--- Exercise data ---

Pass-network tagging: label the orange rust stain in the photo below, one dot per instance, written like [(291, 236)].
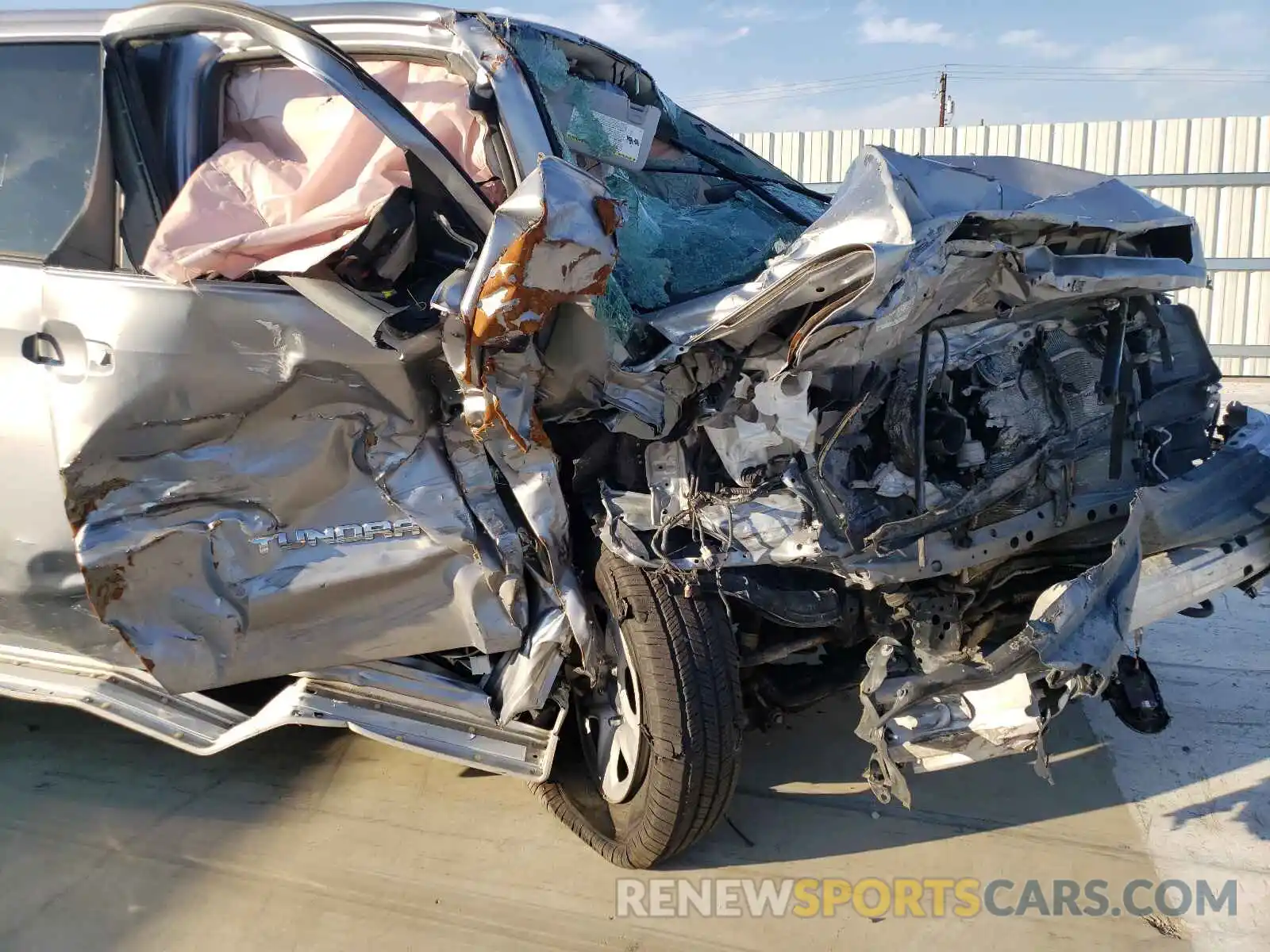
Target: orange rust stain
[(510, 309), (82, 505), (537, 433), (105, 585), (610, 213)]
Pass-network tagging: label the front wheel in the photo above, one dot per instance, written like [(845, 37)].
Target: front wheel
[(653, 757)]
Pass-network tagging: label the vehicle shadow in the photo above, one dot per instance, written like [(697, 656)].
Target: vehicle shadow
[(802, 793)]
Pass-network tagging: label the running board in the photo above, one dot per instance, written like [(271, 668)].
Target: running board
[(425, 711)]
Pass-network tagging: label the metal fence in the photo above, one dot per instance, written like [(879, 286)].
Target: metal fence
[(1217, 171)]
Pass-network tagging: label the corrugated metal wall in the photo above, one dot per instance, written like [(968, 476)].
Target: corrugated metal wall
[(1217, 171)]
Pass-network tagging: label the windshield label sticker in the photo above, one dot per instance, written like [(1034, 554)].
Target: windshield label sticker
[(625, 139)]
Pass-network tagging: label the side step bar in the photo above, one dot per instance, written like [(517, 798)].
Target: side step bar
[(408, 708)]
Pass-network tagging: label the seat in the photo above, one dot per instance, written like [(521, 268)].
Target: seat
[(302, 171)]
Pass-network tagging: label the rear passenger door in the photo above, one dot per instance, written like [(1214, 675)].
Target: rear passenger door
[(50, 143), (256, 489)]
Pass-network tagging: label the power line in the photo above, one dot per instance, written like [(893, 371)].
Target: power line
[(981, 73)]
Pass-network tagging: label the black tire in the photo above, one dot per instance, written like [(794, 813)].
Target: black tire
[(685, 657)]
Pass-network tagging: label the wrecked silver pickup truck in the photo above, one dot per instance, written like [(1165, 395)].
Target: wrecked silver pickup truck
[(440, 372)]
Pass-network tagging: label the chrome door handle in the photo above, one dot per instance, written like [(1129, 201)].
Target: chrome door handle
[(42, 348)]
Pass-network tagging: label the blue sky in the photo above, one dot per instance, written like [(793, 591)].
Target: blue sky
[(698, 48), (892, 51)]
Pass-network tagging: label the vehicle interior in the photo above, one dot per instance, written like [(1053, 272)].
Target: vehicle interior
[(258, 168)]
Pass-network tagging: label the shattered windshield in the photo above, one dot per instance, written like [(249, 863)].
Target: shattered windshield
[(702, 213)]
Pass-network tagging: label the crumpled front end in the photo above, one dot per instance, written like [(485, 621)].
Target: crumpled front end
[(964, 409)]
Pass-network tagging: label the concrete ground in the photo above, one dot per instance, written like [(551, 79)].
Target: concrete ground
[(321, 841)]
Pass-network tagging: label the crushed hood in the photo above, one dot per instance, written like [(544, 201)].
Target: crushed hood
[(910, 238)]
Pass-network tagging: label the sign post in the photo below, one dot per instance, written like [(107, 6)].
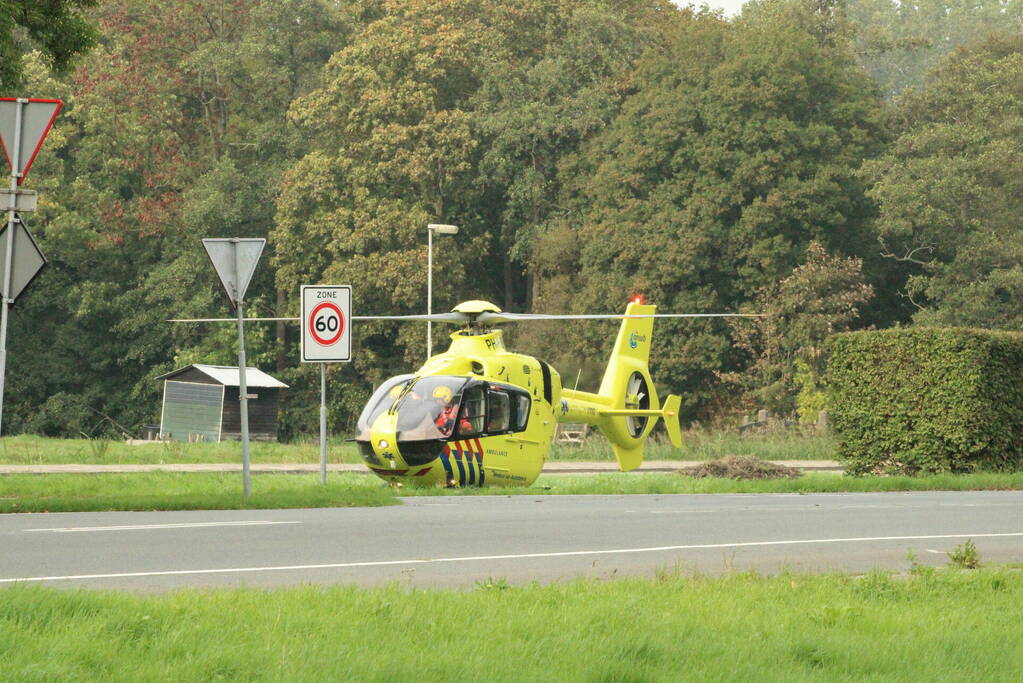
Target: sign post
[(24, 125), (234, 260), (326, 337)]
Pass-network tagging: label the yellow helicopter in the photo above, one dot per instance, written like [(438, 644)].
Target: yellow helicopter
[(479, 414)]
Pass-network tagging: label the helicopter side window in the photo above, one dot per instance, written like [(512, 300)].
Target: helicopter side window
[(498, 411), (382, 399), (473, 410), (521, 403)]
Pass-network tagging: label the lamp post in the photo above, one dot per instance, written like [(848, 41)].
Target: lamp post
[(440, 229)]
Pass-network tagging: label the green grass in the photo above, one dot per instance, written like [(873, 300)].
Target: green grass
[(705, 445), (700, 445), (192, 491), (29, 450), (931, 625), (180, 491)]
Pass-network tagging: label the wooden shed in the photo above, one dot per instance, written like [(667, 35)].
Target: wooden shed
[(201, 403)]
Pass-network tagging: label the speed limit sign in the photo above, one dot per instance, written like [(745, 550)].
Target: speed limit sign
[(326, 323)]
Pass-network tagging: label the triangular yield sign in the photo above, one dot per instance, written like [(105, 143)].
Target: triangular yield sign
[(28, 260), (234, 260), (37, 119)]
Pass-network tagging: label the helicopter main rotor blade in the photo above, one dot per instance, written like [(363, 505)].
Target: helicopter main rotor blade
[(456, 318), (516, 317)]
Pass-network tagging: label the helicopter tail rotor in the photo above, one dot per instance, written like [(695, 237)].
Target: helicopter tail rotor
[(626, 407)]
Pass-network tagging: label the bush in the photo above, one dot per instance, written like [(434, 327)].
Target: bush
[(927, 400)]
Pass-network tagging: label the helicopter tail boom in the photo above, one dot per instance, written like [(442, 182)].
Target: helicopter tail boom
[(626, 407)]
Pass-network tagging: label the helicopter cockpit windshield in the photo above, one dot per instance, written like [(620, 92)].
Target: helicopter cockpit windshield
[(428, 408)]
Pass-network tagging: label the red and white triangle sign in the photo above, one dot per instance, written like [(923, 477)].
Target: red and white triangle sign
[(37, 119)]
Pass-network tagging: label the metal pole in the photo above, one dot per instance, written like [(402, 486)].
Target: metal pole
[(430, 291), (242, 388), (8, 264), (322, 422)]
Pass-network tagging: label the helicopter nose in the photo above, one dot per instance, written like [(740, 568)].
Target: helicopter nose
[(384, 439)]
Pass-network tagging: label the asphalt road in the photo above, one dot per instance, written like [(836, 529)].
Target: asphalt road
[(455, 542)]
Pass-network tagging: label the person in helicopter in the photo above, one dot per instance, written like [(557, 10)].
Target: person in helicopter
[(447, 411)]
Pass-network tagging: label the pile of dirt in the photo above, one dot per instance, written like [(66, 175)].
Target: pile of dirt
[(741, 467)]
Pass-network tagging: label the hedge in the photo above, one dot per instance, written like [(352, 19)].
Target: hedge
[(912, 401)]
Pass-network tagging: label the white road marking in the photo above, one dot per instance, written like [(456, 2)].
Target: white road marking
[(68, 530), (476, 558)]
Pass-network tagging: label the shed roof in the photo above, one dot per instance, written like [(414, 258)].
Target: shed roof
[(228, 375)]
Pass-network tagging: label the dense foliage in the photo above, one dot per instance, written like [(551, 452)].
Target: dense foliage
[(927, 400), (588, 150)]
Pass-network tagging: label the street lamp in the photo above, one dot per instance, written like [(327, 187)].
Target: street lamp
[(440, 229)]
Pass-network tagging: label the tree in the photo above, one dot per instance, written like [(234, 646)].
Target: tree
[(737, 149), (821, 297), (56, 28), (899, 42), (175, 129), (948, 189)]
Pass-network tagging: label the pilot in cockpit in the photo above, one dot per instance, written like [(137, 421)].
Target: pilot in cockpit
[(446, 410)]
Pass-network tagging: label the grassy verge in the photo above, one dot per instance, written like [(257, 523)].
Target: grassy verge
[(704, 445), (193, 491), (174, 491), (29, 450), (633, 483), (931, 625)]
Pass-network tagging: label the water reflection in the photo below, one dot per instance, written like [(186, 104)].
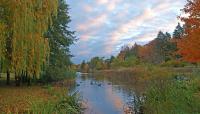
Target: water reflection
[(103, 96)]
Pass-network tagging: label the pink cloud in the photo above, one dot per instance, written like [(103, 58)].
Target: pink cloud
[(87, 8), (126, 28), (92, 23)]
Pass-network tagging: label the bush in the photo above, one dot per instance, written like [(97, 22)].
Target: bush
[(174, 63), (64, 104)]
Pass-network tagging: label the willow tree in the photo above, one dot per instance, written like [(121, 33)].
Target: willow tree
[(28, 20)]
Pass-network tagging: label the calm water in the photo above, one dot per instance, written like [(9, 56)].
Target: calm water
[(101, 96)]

---

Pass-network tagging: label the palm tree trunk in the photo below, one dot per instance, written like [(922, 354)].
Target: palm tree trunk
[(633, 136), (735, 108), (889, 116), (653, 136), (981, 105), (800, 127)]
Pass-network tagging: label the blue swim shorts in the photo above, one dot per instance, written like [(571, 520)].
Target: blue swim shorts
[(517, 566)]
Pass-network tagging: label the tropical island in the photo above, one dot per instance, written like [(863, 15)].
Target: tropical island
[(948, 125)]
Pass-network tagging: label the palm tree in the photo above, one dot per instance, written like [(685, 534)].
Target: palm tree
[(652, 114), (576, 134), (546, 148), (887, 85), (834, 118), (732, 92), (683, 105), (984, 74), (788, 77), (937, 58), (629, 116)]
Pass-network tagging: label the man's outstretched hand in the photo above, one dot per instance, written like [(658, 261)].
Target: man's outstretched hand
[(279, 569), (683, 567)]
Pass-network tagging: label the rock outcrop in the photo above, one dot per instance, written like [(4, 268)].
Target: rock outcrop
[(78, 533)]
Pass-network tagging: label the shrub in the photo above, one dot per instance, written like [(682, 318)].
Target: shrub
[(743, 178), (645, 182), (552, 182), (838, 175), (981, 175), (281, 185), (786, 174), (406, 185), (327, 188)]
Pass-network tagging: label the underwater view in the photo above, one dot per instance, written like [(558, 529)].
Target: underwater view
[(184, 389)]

--- How to complete this task ---
Please output exactly the lines between the one holding "Target: crumpled front end" and the one holding "Pass-network tagging: label the crushed" in the records above, inclusive, and nothing more.

--- Answer section ---
Target: crumpled front end
[(964, 409)]
Pass-network tagging: label the concrete ground in the photo above, one dot per instance, written like [(551, 79)].
Target: concrete ground
[(321, 841)]
Pass-network tagging: label the crushed hood in the photo above, one dot per instance, written like [(544, 201)].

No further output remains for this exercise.